## begin Material supplied

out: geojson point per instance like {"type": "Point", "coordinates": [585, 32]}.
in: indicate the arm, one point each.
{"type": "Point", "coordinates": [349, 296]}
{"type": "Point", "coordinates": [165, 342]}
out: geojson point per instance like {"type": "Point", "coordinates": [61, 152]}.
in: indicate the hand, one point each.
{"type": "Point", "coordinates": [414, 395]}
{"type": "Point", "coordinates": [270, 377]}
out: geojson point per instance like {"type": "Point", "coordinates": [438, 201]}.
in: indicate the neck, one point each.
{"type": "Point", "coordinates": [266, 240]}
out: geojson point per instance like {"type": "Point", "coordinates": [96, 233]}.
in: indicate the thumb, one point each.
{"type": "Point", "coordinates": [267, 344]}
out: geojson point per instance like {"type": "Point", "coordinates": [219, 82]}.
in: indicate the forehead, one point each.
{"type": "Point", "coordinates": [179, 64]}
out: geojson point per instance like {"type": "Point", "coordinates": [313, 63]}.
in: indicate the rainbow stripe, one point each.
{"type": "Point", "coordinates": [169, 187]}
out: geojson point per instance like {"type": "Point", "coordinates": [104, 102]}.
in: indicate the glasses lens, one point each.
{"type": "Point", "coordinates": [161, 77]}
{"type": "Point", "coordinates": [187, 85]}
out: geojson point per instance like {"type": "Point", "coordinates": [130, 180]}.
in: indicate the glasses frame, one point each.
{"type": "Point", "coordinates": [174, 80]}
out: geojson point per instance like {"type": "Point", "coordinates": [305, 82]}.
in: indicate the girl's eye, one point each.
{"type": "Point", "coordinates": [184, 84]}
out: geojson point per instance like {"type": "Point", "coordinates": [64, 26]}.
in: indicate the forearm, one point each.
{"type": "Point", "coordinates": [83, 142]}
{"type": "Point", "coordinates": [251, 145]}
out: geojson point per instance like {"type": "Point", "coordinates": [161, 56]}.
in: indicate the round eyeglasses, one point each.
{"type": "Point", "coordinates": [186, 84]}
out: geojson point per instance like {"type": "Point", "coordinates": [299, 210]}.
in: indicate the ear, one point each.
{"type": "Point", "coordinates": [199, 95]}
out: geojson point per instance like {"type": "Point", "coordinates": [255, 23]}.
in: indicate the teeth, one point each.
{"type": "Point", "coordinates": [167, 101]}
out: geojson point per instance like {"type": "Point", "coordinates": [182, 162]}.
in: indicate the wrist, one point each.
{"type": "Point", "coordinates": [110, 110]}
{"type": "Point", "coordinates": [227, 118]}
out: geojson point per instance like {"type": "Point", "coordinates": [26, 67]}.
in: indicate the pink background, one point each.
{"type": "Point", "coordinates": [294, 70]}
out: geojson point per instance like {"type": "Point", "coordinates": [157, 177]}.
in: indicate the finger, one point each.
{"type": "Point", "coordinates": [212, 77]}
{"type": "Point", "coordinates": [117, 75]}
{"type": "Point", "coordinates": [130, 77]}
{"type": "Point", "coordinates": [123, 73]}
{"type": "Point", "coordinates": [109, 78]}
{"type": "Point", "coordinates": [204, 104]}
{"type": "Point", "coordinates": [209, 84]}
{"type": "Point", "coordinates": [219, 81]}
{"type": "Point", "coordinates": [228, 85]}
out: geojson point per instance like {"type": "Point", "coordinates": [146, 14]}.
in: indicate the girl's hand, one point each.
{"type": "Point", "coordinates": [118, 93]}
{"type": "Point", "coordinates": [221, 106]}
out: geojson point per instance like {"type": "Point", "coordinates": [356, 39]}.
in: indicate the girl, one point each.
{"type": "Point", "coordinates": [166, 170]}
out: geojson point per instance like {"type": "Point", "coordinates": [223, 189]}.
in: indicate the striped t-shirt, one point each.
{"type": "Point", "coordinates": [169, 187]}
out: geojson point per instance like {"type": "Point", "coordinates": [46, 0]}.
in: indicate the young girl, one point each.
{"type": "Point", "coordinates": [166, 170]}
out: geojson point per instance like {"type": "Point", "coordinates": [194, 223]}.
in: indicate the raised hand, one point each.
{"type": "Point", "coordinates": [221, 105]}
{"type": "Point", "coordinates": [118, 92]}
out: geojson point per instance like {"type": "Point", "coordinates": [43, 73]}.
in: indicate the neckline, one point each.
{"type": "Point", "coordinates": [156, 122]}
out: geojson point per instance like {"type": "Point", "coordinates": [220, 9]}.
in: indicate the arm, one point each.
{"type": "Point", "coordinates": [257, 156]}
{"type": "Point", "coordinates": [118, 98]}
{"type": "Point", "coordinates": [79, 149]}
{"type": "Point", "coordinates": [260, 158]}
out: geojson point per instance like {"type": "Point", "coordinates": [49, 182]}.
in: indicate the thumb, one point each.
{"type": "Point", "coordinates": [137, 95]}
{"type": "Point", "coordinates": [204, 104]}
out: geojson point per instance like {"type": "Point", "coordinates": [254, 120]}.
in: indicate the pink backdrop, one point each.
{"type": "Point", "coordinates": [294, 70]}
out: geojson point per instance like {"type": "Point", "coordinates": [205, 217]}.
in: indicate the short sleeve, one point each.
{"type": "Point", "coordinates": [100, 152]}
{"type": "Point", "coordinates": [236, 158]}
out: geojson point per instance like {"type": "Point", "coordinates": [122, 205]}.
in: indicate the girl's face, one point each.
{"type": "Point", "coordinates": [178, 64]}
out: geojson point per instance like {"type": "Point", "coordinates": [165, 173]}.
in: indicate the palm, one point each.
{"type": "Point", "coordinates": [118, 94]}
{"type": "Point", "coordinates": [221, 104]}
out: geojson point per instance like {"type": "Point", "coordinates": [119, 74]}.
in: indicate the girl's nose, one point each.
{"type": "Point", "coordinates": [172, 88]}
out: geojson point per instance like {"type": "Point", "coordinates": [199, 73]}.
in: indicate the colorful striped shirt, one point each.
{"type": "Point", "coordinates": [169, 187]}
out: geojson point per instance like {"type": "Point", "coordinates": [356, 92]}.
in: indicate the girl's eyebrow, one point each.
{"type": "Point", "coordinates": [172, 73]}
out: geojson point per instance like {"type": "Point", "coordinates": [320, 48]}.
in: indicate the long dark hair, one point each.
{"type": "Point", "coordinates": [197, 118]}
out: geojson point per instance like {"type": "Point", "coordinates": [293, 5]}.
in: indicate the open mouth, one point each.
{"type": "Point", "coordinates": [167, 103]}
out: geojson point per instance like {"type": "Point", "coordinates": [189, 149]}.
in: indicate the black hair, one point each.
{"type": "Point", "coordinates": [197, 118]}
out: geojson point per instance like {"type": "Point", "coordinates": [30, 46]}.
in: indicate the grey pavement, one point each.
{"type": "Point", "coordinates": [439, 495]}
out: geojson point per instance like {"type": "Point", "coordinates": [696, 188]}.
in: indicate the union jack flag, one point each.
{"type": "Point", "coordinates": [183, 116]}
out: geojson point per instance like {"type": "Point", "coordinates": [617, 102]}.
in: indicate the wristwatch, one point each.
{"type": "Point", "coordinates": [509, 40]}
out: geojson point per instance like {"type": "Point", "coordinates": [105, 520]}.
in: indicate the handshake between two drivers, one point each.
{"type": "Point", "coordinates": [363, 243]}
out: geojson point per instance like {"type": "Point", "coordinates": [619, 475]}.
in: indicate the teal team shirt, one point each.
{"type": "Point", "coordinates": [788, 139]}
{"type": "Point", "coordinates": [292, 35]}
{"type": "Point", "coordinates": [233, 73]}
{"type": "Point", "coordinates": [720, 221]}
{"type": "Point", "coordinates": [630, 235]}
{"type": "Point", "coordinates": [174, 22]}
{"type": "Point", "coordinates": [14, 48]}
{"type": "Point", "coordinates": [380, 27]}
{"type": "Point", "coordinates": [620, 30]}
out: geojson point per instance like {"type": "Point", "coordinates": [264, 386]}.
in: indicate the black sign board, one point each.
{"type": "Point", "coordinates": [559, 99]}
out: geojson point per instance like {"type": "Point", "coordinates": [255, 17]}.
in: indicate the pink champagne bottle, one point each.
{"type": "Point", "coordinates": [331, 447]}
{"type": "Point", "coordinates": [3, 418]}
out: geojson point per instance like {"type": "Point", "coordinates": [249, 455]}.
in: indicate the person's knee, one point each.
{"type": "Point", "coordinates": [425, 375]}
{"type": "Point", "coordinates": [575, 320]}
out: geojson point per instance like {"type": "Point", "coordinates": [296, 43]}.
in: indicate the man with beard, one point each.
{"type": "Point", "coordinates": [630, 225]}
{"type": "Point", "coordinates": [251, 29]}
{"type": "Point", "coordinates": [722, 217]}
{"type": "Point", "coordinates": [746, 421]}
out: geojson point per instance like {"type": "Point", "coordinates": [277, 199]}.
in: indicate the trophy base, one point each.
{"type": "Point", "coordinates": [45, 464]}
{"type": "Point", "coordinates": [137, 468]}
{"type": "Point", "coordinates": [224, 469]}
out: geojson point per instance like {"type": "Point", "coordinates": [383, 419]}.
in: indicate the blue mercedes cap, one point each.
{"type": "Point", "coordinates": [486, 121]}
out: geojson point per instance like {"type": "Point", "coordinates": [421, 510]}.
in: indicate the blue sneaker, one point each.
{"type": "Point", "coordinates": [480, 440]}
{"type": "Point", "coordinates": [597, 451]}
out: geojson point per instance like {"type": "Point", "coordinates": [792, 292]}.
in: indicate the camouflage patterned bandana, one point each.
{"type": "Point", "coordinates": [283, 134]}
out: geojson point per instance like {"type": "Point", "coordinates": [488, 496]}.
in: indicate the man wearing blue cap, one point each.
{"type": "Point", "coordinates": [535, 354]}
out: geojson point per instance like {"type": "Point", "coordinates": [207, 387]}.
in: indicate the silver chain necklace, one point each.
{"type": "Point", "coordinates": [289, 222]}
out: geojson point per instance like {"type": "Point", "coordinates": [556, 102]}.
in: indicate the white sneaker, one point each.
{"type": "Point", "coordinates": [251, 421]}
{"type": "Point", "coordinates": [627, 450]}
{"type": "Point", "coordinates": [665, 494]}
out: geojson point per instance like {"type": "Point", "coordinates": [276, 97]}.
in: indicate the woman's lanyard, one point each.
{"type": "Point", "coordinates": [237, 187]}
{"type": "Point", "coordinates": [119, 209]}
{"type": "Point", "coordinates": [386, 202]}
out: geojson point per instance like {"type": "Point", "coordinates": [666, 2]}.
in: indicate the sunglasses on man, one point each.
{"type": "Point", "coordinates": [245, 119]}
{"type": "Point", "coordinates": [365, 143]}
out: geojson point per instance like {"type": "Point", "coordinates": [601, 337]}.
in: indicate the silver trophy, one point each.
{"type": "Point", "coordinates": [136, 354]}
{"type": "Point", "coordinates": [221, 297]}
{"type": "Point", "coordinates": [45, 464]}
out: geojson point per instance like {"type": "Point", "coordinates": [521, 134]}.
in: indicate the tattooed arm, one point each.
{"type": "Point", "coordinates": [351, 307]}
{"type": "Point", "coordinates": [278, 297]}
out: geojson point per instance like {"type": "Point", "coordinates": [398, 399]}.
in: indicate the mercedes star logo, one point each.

## end Material supplied

■ **Task directions**
Return every line of the data above that contains the word "blue".

■ **Worked solution**
in: indicate the blue mercedes cap, one point each.
in: indicate the blue sneaker, one point each.
in: indicate the man wearing blue cap, one point each.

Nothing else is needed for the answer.